== What is required ==
Convert the lines below into a two-column CSV with the headers instruction and points, with one row for each line that begins "Every instance of". Put that line's text in instruction and the coordinates listed under it in points, each in one quoted field with line breaks replaced by spaces, and leave out the pictures.

--- START ---

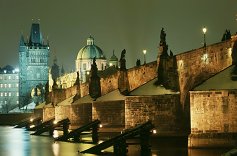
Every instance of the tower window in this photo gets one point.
(84, 66)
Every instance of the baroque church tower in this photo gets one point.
(33, 64)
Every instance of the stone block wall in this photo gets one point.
(110, 113)
(78, 114)
(197, 65)
(84, 89)
(48, 113)
(213, 111)
(138, 76)
(109, 84)
(163, 110)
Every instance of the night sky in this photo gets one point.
(133, 25)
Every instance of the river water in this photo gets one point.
(19, 142)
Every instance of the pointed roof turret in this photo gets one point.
(22, 42)
(35, 35)
(62, 71)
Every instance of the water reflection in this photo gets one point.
(18, 142)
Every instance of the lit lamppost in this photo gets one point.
(144, 52)
(204, 30)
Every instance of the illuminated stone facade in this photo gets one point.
(33, 65)
(85, 59)
(9, 89)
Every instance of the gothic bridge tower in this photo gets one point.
(33, 64)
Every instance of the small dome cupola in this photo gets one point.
(90, 41)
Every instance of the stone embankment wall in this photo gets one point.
(78, 114)
(138, 76)
(213, 111)
(213, 118)
(198, 65)
(110, 113)
(162, 110)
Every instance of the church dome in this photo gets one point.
(113, 57)
(90, 51)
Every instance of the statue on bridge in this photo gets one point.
(123, 60)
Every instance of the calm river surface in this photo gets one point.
(19, 142)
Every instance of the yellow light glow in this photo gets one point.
(31, 126)
(204, 30)
(230, 52)
(55, 134)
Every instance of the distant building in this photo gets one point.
(9, 89)
(113, 61)
(33, 64)
(85, 57)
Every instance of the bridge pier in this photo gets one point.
(120, 147)
(95, 136)
(144, 143)
(65, 128)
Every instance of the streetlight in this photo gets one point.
(204, 30)
(144, 52)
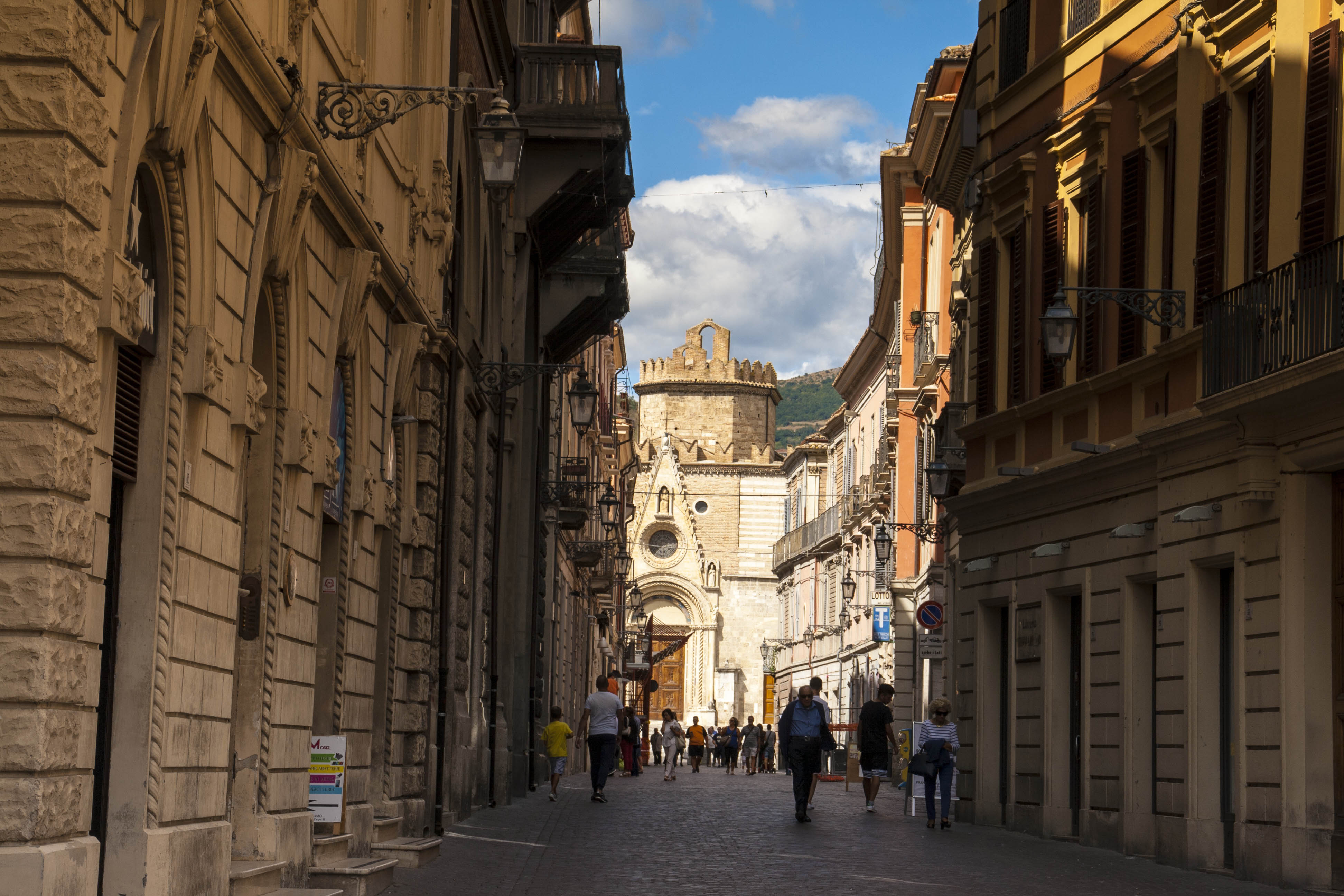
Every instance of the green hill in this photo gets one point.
(805, 403)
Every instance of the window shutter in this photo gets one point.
(1259, 188)
(986, 328)
(1209, 205)
(125, 436)
(1089, 356)
(1133, 186)
(1054, 229)
(1018, 315)
(1318, 217)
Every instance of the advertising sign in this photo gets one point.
(882, 624)
(327, 780)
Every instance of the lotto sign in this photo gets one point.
(929, 614)
(327, 780)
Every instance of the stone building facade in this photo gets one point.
(254, 483)
(1146, 549)
(706, 515)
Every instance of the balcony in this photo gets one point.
(572, 91)
(805, 538)
(1288, 315)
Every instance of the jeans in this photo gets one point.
(601, 759)
(944, 777)
(804, 762)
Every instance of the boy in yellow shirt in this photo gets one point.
(557, 750)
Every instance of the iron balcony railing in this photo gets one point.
(1288, 315)
(807, 536)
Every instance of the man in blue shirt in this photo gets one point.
(804, 732)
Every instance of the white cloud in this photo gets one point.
(648, 27)
(785, 135)
(790, 274)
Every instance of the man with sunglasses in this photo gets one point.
(804, 732)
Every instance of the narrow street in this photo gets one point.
(713, 831)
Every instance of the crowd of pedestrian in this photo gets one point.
(803, 737)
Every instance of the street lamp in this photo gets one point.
(501, 141)
(608, 506)
(1058, 330)
(582, 400)
(882, 543)
(940, 480)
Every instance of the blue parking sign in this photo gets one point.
(882, 624)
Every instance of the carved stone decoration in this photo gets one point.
(301, 450)
(331, 471)
(289, 210)
(206, 368)
(190, 53)
(120, 314)
(249, 390)
(360, 269)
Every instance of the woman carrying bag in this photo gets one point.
(937, 746)
(672, 739)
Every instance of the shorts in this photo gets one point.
(874, 764)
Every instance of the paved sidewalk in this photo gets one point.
(713, 828)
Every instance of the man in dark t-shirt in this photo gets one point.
(876, 731)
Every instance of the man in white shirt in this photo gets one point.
(826, 711)
(604, 711)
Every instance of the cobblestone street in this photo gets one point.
(710, 828)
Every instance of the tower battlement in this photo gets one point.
(691, 362)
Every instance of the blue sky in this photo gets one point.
(752, 94)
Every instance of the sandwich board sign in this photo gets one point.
(327, 778)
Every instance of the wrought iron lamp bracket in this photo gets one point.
(496, 378)
(1160, 307)
(351, 111)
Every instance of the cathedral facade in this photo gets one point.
(709, 510)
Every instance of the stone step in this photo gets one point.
(409, 852)
(254, 878)
(355, 876)
(388, 828)
(331, 848)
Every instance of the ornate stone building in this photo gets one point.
(708, 512)
(256, 480)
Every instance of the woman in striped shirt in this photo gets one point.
(939, 741)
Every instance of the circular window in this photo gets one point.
(663, 544)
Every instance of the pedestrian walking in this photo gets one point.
(939, 745)
(768, 749)
(826, 710)
(696, 750)
(876, 731)
(671, 738)
(804, 732)
(750, 745)
(601, 720)
(557, 738)
(732, 745)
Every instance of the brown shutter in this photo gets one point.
(1133, 185)
(1318, 217)
(1259, 168)
(1209, 205)
(987, 308)
(125, 435)
(1054, 229)
(1018, 315)
(1089, 356)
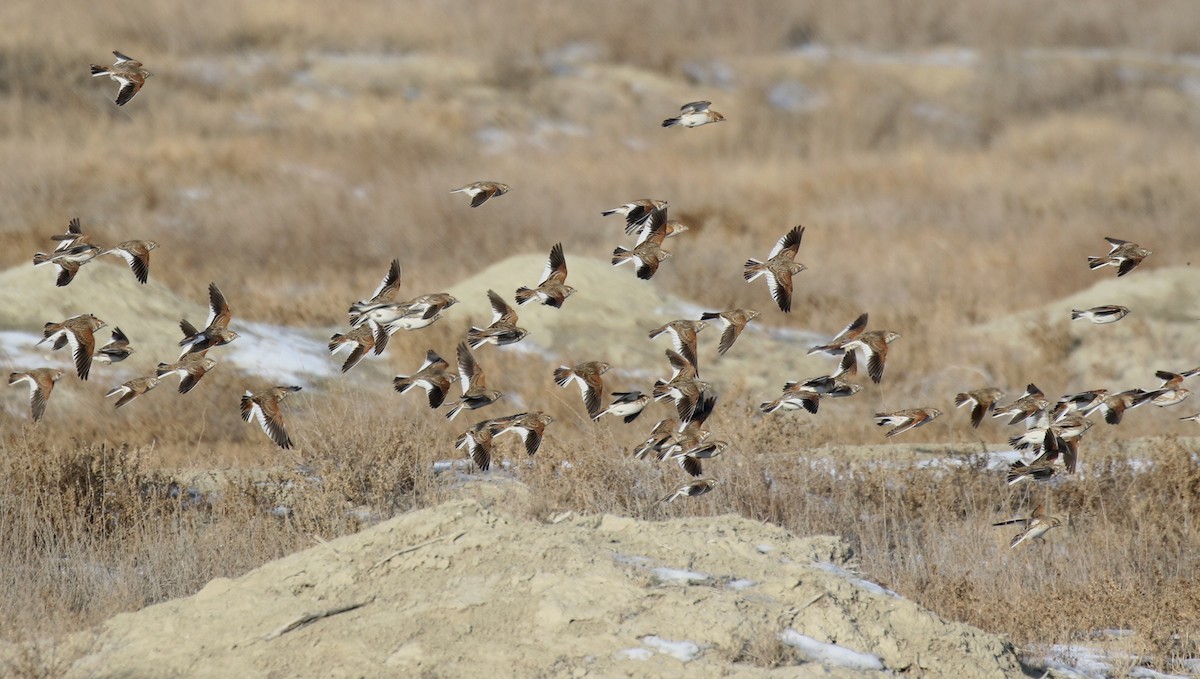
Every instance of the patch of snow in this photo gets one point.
(279, 353)
(831, 654)
(682, 650)
(677, 576)
(635, 654)
(874, 588)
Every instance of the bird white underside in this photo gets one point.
(342, 347)
(256, 412)
(406, 323)
(33, 384)
(124, 253)
(624, 409)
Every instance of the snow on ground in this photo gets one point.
(831, 654)
(281, 354)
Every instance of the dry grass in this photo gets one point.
(292, 154)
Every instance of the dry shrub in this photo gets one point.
(936, 198)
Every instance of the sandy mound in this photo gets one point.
(611, 314)
(1161, 331)
(462, 590)
(149, 314)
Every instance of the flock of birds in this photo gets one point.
(1053, 427)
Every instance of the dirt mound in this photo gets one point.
(462, 590)
(1161, 331)
(611, 314)
(149, 314)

--- END ---

== Output of the task ==
instruction,points
"Every instance of the tower window in this photo gets one point.","(84, 66)"
"Every instance of the baroque church tower in this photo gets one point.","(33, 64)"
"Every instance of the stone block wall in this photo gets one point.","(110, 113) (78, 114) (197, 65) (84, 89) (48, 113) (213, 111) (138, 76) (109, 84) (163, 110)"
"Every instance of the night sky in this photo gets one point.","(133, 25)"
"Every instance of the river water in this photo gets one point.","(19, 142)"
"Every instance of the pointed roof turret in this photo gets one point.","(22, 42) (35, 35) (62, 71)"
"Every instance of the water reflection in this photo gets one point.","(18, 142)"
"Every instance of the lit lamppost in this photo gets one point.","(144, 52) (204, 30)"
"Every instance of the illuminated stone facade in this photo gets one point.","(33, 65) (85, 59) (9, 89)"
"Every instance of the gothic bridge tower in this photo gets one point.","(33, 64)"
"Every instance of the small dome cupola in this photo gets one point.","(90, 41)"
"Every instance of the stone embankment wall in this photo gets one point.","(78, 114) (138, 76) (213, 111) (213, 118) (198, 65) (110, 113) (162, 110)"
"Every instance of the church dome in this photo gets one point.","(113, 57) (90, 51)"
"Every instance of the statue on bridge in this photo gets one point.","(123, 60)"
"Every instance of the calm river surface in this photo gets one point.","(19, 142)"
"Every instance of the yellow light glow in this photo gets one point.","(31, 126) (204, 30) (230, 52) (55, 134)"
"Every instance of the distant building in this photo gets one point.","(9, 89) (113, 61) (33, 64) (85, 57)"
"Every instance of the bridge pier in this photo gets one point.","(120, 147) (95, 136) (144, 143) (65, 128)"
"Every instance of the streetlight in this photo gets one point.","(204, 30) (144, 52)"
"Every instance of the green hill in this photo gets one point.","(805, 403)"
"Every instance of the window shutter in this photo gets one point.","(1259, 188) (986, 328) (1209, 205) (125, 436) (1089, 356) (1133, 186) (1054, 229) (1018, 315) (1318, 217)"
"Every instance of the advertising sign in this photo gets one point.","(882, 624) (327, 780)"
"Every instance of the lotto sign in this photo gets one point.","(929, 614) (327, 780)"
"Every instance of the stone building facade in this photo gets one point.","(254, 483) (1146, 549) (706, 515)"
"Every instance of the balcony in this photo gets one point.","(572, 91) (805, 538) (1288, 315)"
"Every instance of the jeans in this photo gets one point.","(601, 759) (944, 777) (804, 762)"
"Every instance of the boy in yellow shirt in this photo gets one point.","(557, 750)"
"Every instance of the iron balcony railing in this photo gets one point.","(1288, 315) (807, 536)"
"Every instance of the man in blue shirt in this photo gets one point.","(804, 732)"
"Every instance of the white cloud in this photo gets one point.","(648, 27) (785, 135) (790, 274)"
"Every instance of the man with sunglasses in this photo gets one point.","(804, 732)"
"Every instance of the narrow street in this photo gets one point.","(713, 831)"
"Every instance of the crowd of pedestrian in this photo gets one point.","(803, 737)"
"Every instance of the street lamp in this photo gets one point.","(501, 141) (608, 506) (1058, 330) (582, 400) (882, 543) (940, 480)"
"Every instance of the blue parking sign in this photo gets one point.","(882, 624)"
"Every instance of the carved stone decoration in this photo gets one point.","(301, 450) (331, 471) (289, 210) (206, 368) (190, 53) (120, 314) (249, 390) (360, 269)"
"Every instance of the woman carrying bag in this photo gets one point.","(937, 746) (672, 739)"
"Every instance of the shorts in this photo gets one point.","(874, 764)"
"Every instance of the paved sidewalk in this photo gets one point.","(713, 828)"
"Every instance of the man in dark t-shirt in this photo gets one point.","(876, 731)"
"Every instance of the man in white shirt in this photo gets one point.","(826, 711) (604, 711)"
"Every instance of the cobblestone street in this photo gets one point.","(710, 828)"
"Every instance of the tower battlement in this photo gets one point.","(691, 362)"
"Every instance of the blue sky in this photo gets one point.","(752, 94)"
"Every instance of the sandwich board sign in this photo gets one point.","(327, 778)"
"Every instance of the wrought iron lamp bracket in this photo gets one point.","(496, 378) (1160, 307) (351, 111)"
"Every instance of the cathedral facade in this photo gets one point.","(709, 510)"
"Every instance of the stone step in this photo gets one point.","(409, 852) (254, 878) (355, 876) (388, 828) (331, 848)"
"Every instance of the ornate stone building in this photo gets one point.","(708, 512) (256, 480)"
"Every instance of the woman in striped shirt in this photo gets one point.","(939, 741)"
"Every instance of the circular window in this photo gets one point.","(663, 544)"
"Every instance of the pedestrian walking in this photo gets one point.","(939, 745) (768, 749) (826, 710) (696, 750) (876, 731) (671, 738) (804, 732) (750, 745) (601, 720) (557, 738) (732, 745)"
"Every instance of the brown shutter in this photo gets one point.","(1133, 185) (1318, 217) (1259, 168) (1209, 205) (987, 308) (125, 435) (1054, 229) (1018, 315) (1089, 356)"
"Every instance of the patch of snow in this photo gets one point.","(279, 353) (831, 654) (682, 650) (677, 576) (635, 654) (874, 588)"
"Every instance of the bird white underside in this photo gets one point.","(342, 347) (256, 412) (406, 323) (33, 384) (124, 253) (624, 409)"
"Every instance of the snow on ground in this photo gets one point.","(831, 654) (281, 354)"
"Every instance of the dry grass in this photo gets one point.","(292, 154)"
"Every instance of the dry shrub in this photo gets one point.","(936, 198)"
"Every instance of the sandy mound in this photo gets one point.","(611, 314) (1161, 331) (462, 590) (149, 314)"
"Every instance of the flock of birds in this photo gets one point.","(1053, 427)"
"Every instance of the dirt mound in this photo gets one point.","(462, 590) (1161, 331) (611, 314) (149, 314)"